··· Trecho da página ···

Prato com toranja, ovos, torrada e leite; existem 85 medicamentos que interagem com a fruta
A paciente de 42 anos mal reagia quando seu marido a trouxe ao
pronto-socorro. Sua frequência cardíaca tornava-se mais lenta ao mesmo
tempo em que a pressão arterial baixava. Para reanimar a paciente, os
médicos tiveram que colocá-la em um respirador e depois colocar um
marca-passo.
Eles ficaram perplexos quando o marido afirmou que
ela tinha enxaqueca e tomava um remédio para hipertensão arterial
chamado verapamil como forma de prevenir a doença. Mas os exames de
sangue revelaram a presença de uma quantidade assustadora do medicamento
no corpo da paciente, um nível cinco vezes maior que o considerado
seguro.
Ela teve uma overdose? Ela tinha tentado suicídio? Foi
somente depois que a paciente se recuperou que os médicos foram capazes
reconstituir os fatos.
"O causador de tudo foi um suco de
toranja", afirmou Unni Pillai, nefrologista de St. Louis, Missouri, quem
tratou a paciente tempos atrás e depois publicou o caso clínico. "Ela
adorava suco de toranja e sua enxaqueca era tão forte, com sintomas de
náusea e vômitos, que ela não podia ingerir mais nada."

··· Dados para análise ···

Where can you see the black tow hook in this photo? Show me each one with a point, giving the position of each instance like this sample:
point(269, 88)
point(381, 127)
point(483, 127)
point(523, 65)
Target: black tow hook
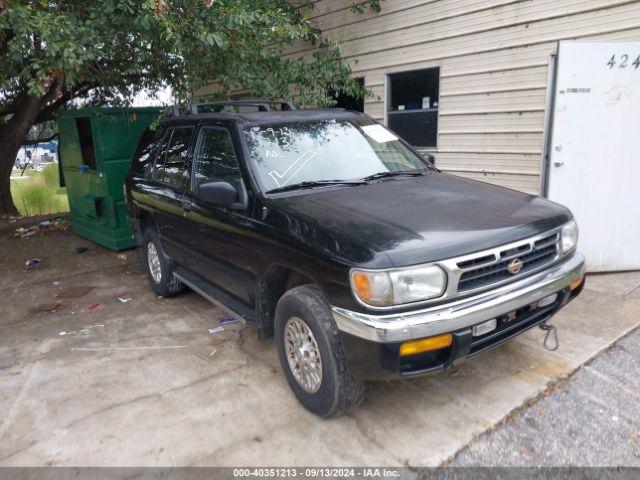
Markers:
point(551, 330)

···

Copie do texto sobre a interação da toranja com medicamentos o trecho que vai de "Eles ficaram perplexos" até "reconstituir os fatos.".

Eles ficaram perplexos quando o marido afirmou que
ela tinha enxaqueca e tomava um remédio para hipertensão arterial
chamado verapamil como forma de prevenir a doença. Mas os exames de
sangue revelaram a presença de uma quantidade assustadora do medicamento
no corpo da paciente, um nível cinco vezes maior que o considerado
seguro.
Ela teve uma overdose? Ela tinha tentado suicídio? Foi
somente depois que a paciente se recuperou que os médicos foram capazes
reconstituir os fatos.